- _PROBLEM TO SOLVE_
Please express everything in the listing from the line containing "Keypoint placement: for each instance of the headlight, imagine" down to the line containing "[(124, 213)]", both included, as a JSON list of strings with one string per line and blank lines omitted.

- _INFORMATION GIVEN_
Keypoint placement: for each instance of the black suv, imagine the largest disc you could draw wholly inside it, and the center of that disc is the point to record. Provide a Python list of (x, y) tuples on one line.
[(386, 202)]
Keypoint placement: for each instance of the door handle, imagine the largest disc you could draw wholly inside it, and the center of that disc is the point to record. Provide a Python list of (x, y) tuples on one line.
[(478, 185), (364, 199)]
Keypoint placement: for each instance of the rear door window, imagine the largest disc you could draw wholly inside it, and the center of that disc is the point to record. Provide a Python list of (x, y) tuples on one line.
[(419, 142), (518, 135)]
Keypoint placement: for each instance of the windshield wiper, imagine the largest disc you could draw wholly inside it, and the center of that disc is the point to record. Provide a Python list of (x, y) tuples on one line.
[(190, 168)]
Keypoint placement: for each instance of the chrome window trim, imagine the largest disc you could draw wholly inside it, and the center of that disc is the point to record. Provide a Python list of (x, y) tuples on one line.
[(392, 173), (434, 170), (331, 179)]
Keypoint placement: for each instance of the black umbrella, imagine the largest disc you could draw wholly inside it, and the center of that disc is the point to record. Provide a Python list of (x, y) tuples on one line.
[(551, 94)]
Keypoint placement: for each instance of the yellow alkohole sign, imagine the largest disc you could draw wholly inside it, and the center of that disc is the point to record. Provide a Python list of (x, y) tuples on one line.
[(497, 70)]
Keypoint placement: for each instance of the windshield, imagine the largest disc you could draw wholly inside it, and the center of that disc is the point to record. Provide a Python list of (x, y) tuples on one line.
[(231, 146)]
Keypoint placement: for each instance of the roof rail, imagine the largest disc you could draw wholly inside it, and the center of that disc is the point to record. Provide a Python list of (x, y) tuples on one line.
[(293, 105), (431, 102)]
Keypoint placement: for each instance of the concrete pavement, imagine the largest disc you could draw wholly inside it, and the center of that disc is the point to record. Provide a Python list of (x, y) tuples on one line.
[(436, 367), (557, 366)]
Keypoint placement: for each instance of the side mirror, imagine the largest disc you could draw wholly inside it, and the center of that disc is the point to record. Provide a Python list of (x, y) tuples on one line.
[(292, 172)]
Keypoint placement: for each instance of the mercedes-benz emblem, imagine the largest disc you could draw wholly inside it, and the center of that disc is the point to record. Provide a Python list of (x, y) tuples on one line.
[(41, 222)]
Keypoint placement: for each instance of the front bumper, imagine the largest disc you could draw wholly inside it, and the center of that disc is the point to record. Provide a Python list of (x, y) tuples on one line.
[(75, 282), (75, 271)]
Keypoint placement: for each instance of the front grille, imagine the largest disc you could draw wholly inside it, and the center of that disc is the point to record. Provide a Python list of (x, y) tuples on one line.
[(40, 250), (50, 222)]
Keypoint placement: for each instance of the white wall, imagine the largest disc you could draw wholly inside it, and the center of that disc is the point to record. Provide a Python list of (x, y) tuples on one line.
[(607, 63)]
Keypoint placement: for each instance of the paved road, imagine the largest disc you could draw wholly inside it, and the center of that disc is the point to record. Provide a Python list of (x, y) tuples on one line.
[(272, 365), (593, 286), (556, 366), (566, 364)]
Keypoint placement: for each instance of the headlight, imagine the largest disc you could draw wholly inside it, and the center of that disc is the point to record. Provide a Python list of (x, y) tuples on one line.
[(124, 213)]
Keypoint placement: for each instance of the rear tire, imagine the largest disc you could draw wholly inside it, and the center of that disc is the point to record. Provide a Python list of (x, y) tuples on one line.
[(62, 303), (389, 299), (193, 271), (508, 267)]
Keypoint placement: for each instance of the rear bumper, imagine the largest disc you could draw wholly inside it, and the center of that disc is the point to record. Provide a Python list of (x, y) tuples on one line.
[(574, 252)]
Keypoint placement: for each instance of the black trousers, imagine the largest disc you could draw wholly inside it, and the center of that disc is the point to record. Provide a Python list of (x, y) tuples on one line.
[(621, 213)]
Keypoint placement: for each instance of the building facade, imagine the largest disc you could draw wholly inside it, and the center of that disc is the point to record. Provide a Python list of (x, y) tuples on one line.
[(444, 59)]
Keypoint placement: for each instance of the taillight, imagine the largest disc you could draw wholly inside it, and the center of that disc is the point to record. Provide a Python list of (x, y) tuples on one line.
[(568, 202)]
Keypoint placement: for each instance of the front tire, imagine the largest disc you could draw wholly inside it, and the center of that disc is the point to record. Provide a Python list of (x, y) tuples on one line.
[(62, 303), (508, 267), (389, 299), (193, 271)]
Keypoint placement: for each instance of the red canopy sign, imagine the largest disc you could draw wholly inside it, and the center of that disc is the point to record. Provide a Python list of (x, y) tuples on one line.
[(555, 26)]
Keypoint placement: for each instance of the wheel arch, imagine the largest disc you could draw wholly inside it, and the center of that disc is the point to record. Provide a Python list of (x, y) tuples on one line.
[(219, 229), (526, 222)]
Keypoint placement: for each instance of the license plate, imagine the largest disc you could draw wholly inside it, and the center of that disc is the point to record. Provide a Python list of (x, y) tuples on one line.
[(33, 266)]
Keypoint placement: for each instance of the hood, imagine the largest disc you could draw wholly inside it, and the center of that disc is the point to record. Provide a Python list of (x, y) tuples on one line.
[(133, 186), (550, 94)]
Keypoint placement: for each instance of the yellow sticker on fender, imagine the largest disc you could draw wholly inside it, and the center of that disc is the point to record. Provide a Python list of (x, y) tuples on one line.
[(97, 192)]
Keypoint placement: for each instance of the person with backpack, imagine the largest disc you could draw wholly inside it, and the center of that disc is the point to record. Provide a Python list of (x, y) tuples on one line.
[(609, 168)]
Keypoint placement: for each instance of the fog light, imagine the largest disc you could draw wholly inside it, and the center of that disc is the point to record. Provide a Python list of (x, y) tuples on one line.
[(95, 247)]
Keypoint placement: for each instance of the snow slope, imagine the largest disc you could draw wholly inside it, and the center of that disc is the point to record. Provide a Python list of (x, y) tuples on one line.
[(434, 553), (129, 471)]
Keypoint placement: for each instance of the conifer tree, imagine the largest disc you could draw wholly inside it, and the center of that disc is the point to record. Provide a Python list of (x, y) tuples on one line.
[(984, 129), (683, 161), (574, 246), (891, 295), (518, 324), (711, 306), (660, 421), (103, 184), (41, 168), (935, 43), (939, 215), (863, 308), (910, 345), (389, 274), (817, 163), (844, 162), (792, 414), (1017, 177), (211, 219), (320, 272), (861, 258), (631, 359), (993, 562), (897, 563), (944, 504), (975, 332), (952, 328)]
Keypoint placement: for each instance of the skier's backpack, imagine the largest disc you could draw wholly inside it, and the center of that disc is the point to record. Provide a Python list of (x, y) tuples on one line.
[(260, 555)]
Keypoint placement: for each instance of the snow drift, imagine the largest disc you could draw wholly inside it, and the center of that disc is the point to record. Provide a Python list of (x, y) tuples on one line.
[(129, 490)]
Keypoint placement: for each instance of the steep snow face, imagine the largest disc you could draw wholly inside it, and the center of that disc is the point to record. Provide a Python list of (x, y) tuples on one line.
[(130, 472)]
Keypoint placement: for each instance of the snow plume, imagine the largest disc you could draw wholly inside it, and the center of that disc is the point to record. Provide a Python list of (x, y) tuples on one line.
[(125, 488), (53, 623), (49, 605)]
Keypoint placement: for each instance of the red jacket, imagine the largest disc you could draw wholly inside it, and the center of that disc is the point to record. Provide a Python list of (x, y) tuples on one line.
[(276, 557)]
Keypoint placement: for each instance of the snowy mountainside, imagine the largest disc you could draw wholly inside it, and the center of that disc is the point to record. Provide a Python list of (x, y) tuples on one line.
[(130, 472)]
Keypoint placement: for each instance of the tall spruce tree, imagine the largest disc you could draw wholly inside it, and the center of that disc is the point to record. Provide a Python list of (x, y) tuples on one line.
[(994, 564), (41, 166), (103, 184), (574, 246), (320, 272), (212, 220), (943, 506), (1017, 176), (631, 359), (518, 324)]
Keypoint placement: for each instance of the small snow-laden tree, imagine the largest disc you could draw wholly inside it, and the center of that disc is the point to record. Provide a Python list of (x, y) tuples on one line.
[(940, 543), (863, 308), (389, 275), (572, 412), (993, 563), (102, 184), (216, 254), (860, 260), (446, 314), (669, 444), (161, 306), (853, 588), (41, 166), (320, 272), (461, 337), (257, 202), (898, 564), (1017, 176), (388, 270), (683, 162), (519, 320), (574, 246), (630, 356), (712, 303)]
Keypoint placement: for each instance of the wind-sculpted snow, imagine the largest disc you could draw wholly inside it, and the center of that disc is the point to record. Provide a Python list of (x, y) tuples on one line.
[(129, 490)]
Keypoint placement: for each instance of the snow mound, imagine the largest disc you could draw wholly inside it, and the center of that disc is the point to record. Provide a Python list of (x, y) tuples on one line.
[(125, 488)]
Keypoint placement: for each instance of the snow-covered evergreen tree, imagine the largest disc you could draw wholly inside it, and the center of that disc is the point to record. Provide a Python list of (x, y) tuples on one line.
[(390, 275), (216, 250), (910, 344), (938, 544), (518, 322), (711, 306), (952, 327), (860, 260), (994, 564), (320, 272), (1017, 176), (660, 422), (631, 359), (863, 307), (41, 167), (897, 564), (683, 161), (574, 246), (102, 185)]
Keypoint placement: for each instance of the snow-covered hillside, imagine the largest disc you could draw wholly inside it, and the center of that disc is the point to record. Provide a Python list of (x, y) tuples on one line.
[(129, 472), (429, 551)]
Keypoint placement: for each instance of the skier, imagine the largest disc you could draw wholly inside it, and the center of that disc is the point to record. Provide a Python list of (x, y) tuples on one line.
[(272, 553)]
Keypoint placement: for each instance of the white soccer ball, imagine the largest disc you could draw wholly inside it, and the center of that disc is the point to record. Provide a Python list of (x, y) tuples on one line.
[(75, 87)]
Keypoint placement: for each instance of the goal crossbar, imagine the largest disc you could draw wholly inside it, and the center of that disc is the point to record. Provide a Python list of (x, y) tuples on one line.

- _RESPONSE TO THIS EXERCISE_
[
  "Keypoint placement: for each instance of the headlight, imagine the largest disc you could draw wholly inside it, and the center of that disc is the point to record. Provide a Python list of (x, y) tuples on one line.",
  "[(124, 213)]"
]